Rewrite the data below as a numbered list with one line per item, leaving out the blank lines.

-- START --

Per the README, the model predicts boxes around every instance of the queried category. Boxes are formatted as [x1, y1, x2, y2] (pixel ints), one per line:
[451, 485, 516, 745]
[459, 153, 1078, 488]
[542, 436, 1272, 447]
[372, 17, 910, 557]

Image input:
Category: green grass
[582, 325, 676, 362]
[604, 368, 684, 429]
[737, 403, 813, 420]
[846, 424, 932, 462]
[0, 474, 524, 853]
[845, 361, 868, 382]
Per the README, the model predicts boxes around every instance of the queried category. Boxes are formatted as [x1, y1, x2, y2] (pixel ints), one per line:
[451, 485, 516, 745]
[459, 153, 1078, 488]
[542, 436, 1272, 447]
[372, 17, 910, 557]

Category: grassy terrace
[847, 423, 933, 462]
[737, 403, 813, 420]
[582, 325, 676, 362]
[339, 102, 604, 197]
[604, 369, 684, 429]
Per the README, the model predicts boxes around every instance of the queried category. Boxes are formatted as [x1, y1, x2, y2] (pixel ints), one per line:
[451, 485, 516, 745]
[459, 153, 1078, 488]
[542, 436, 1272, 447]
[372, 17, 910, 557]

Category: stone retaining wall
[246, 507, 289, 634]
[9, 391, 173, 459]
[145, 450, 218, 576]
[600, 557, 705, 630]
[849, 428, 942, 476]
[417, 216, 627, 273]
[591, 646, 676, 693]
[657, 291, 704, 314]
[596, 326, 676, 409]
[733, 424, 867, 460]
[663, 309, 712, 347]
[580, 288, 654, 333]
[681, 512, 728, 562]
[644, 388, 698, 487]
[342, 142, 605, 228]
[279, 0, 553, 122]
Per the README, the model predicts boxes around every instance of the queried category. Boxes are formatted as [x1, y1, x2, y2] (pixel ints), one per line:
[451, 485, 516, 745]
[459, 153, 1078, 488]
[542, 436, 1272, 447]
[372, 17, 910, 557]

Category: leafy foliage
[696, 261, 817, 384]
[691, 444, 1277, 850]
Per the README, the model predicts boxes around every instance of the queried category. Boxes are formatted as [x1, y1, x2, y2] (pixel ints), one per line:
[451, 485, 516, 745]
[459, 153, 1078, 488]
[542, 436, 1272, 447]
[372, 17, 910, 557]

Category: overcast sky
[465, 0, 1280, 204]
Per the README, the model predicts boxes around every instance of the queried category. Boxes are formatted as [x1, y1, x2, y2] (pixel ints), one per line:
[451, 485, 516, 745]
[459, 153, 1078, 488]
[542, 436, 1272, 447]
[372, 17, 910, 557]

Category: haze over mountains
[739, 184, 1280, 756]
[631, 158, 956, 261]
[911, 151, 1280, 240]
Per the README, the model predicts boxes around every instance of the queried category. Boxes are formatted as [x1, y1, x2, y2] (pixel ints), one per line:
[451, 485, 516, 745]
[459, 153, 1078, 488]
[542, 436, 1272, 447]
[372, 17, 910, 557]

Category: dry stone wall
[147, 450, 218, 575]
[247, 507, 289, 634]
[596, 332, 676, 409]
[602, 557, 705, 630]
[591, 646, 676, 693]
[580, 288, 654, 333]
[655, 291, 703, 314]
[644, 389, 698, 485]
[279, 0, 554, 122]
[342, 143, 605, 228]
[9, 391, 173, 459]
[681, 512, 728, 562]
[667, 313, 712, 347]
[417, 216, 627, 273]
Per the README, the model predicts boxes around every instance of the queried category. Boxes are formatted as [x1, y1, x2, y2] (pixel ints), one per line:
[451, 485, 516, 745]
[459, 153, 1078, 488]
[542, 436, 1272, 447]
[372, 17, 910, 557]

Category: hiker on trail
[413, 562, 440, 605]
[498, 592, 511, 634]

-- END --

Answer to this exercise
1. Per the README, the model predicts boxes around every instance of the queried category. Boxes are formatted as [x1, y1, x2, y2] (pixel ints), one per line:
2. [451, 485, 516, 745]
3. [459, 153, 1078, 488]
4. [542, 436, 1272, 447]
5. [372, 17, 910, 557]
6. Image input:
7. Category: green grass
8. [582, 325, 676, 362]
9. [604, 368, 684, 429]
10. [737, 403, 813, 420]
11. [846, 424, 932, 462]
12. [0, 474, 524, 853]
13. [845, 361, 868, 382]
14. Per the README, the model predicts boxes around every instance of the queried category. Boxes are formatted as [x1, y1, x2, y2] (pixel ints), one per line:
15. [451, 485, 516, 745]
16. [459, 153, 1078, 488]
17. [542, 436, 1272, 447]
18. [372, 17, 910, 557]
19. Category: grassy terrace
20. [847, 423, 933, 462]
21. [737, 403, 813, 420]
22. [582, 325, 676, 362]
23. [339, 102, 604, 197]
24. [604, 369, 684, 429]
25. Per the README, the model predicts boxes around every instance of the queried category. Boxes are formatted as [x1, y1, x2, y2] (pixel ints), one per line:
26. [451, 485, 516, 745]
27. [459, 153, 1078, 488]
28. [542, 436, 1272, 447]
29. [372, 17, 910, 557]
30. Category: stone retaining wall
31. [246, 507, 289, 634]
32. [9, 391, 173, 459]
33. [145, 450, 218, 576]
34. [600, 557, 705, 630]
35. [849, 428, 942, 476]
36. [417, 216, 627, 273]
37. [591, 646, 676, 693]
38. [657, 291, 704, 314]
39. [596, 326, 676, 409]
40. [733, 424, 867, 460]
41. [663, 309, 712, 347]
42. [580, 288, 654, 333]
43. [681, 512, 728, 562]
44. [644, 388, 698, 487]
45. [342, 142, 605, 228]
46. [279, 0, 553, 122]
47. Per the README, the model predicts boxes around every instance of the queried category. Boxes are formatted as [x1, y1, x2, y2] (pixel ints), one per line:
48. [451, 485, 516, 745]
49. [459, 153, 1078, 488]
50. [542, 436, 1272, 447]
51. [372, 17, 910, 557]
52. Category: leafy foliage
53. [696, 261, 817, 384]
54. [691, 444, 1277, 850]
55. Per the README, the model predicts boxes around every instance of the queried category. Boxes are formatted as [x1, y1, x2, y2] (pixel ints), one per line:
56. [451, 485, 516, 745]
57. [459, 153, 1078, 488]
58. [542, 436, 1272, 447]
59. [372, 17, 910, 557]
60. Category: overcast sky
61. [465, 0, 1280, 204]
62. Per the README, the model predicts boxes around every instance of the queried category. Boxes are formatted as [x1, y1, x2, y2] (pixel ints), one per line:
63. [451, 485, 516, 745]
64. [459, 153, 1078, 488]
65. [542, 436, 1272, 447]
66. [372, 17, 910, 557]
67. Category: haze over mountains
68. [739, 184, 1280, 756]
69. [631, 158, 956, 261]
70. [911, 151, 1280, 240]
71. Per the README, the model predicts boxes around every instance of the queried category. Boxes are formatted as [x1, y1, x2, y2] (pixel ints), one per line:
72. [451, 485, 516, 745]
73. [459, 153, 1078, 488]
74. [542, 436, 1272, 447]
75. [372, 17, 910, 557]
76. Category: dry stone wall
77. [147, 450, 218, 575]
78. [247, 507, 289, 634]
79. [596, 332, 676, 409]
80. [602, 557, 705, 630]
81. [591, 646, 676, 693]
82. [580, 288, 654, 333]
83. [655, 291, 703, 314]
84. [644, 389, 698, 485]
85. [279, 0, 554, 122]
86. [342, 143, 605, 228]
87. [9, 391, 173, 459]
88. [681, 512, 728, 562]
89. [667, 313, 712, 347]
90. [417, 216, 627, 273]
91. Per the README, the model predicts boxes around every instance of the queried category. Boxes are formatted as [x1, y1, x2, y2] (pixel ints), one per line:
92. [451, 485, 516, 745]
93. [459, 153, 1078, 488]
94. [542, 436, 1272, 447]
95. [372, 17, 910, 557]
96. Category: hiker on trail
97. [413, 562, 440, 605]
98. [498, 592, 511, 634]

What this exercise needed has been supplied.